● **PROBLEM DESCRIPTION**
Rewrite every row below with "photograph" replaced by "image" and nothing else changed. Leave the pictures out of your answer.
::: RECORD EXTRACTS :::
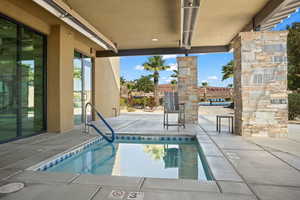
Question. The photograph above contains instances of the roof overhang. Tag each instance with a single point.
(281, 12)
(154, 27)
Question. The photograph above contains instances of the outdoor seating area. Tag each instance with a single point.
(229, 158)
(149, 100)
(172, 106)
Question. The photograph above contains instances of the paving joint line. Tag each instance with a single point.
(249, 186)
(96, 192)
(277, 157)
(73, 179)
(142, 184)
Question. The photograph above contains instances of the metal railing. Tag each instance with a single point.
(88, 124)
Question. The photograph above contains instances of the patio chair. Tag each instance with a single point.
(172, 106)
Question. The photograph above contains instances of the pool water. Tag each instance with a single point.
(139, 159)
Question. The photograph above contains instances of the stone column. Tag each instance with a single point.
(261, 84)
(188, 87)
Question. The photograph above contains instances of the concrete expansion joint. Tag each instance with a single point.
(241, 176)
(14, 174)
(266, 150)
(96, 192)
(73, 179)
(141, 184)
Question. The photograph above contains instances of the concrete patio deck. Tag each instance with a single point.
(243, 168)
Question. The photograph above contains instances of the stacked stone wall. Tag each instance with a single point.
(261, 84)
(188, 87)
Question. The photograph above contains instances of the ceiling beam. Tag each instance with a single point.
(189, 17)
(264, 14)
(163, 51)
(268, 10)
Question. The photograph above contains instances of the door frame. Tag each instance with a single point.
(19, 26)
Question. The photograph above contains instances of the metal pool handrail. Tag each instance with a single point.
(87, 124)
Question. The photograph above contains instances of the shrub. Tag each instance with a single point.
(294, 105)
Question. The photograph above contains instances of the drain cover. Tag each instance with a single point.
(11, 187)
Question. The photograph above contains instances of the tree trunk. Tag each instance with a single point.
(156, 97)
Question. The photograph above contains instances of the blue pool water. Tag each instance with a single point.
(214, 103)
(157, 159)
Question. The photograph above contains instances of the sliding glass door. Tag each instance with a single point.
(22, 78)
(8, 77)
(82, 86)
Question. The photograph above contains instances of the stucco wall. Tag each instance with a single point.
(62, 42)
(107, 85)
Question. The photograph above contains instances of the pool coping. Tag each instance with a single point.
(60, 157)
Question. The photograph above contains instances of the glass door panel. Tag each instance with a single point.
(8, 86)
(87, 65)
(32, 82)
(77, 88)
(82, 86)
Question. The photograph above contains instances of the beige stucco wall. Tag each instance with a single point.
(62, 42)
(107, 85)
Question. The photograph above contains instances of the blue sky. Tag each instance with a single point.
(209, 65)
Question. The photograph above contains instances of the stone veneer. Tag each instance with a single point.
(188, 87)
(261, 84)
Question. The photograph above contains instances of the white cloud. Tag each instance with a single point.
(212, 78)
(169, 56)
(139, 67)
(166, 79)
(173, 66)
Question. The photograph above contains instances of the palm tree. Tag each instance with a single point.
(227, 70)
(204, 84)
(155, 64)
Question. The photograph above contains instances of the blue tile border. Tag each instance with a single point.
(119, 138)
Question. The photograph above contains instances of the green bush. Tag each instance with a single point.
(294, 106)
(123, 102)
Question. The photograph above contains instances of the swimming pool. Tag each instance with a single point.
:::
● **OUTPUT FOR THIS EXERCISE**
Question. The image above contains instances of the roof overhang. Tag each instance with a single point.
(281, 12)
(154, 27)
Question. The image above contains instances of the outdoor seating area. Tag each instance with a single point.
(229, 158)
(149, 100)
(172, 106)
Question. The image above contains instances of the paving joint line. Tag each instance with a single point.
(249, 186)
(96, 192)
(277, 157)
(73, 179)
(142, 184)
Question. The image above contains instances of the metal railing. Tag each instance with a single point.
(88, 124)
Question. The image above contains instances of the patio chair. Tag each instance with a single point.
(172, 106)
Question. The image above contains instances of the pool water. Tag each instance with a single point.
(139, 159)
Question. The image above contains instances of the stone column. Tag each instance with a single point.
(261, 84)
(188, 87)
Question. The image above contains instances of the concrete expansion joint. Tag each instance with a single point.
(241, 176)
(14, 174)
(266, 150)
(96, 192)
(73, 179)
(141, 184)
Question. The image above contains instances of the concrete patio deck. Tag each instance with a single point.
(243, 168)
Question. The image above contains instances of the stacked stone wall. Tag each instance with a single point.
(261, 84)
(188, 87)
Question. The image above contains instances of the ceiling beam. Tag each instance with a single point.
(189, 17)
(264, 14)
(163, 51)
(268, 10)
Question. The image above contains instances of the door frame. Tag each instance with a single point.
(19, 26)
Question. The image above contains instances of the metal pool handrail. Tag each instance with a single point.
(87, 124)
Question. The image above contains instances of the shrub. Tag each instance with a single point.
(294, 105)
Question. The image above contains instances of the drain cover. Tag each instance with a single point.
(11, 187)
Question. The image above contains instances of the tree trunk. Tag each instance with a single point.
(156, 97)
Question. The image above contains instances of the blue pool water. Tag each instance with a single point.
(214, 103)
(157, 159)
Question. The image above contains instances of the sliding glass door. Tag each instance with a single point.
(22, 78)
(8, 77)
(82, 86)
Question. The image above contains instances of the stucco wall. Tag each instance with a single point.
(62, 42)
(107, 85)
Question. The image above contains instances of the pool coping. Tag each instance with a single point.
(60, 157)
Question. The image above contains instances of the glass door panel. Tag each instance with a single point.
(8, 86)
(87, 65)
(32, 82)
(77, 88)
(82, 86)
Question. The image above contains instances of the beige stucco wall. Tag each instance with a single point.
(62, 42)
(107, 85)
Question. The image above contains instances of the blue sky. Tag each instance with a single point.
(209, 65)
Question. The image above contains instances of the stone veneer. Tag each instance with a single point.
(188, 87)
(261, 84)
Question. The image above contains instances of the white cloud. Tag each instance with a single point.
(212, 78)
(169, 56)
(139, 67)
(166, 79)
(173, 66)
Question. The image above contains instances of the palm tree. Tag each instance with a single point.
(227, 70)
(204, 84)
(155, 64)
Question. The image above contains instances of the blue tile border. Tag each instance with a single point.
(119, 138)
Question. The image above contains instances of the green bush. Tag each instance with a single point.
(294, 106)
(123, 102)
Question. The image above contains instances of the swimming pool. Tag each instance with a single point.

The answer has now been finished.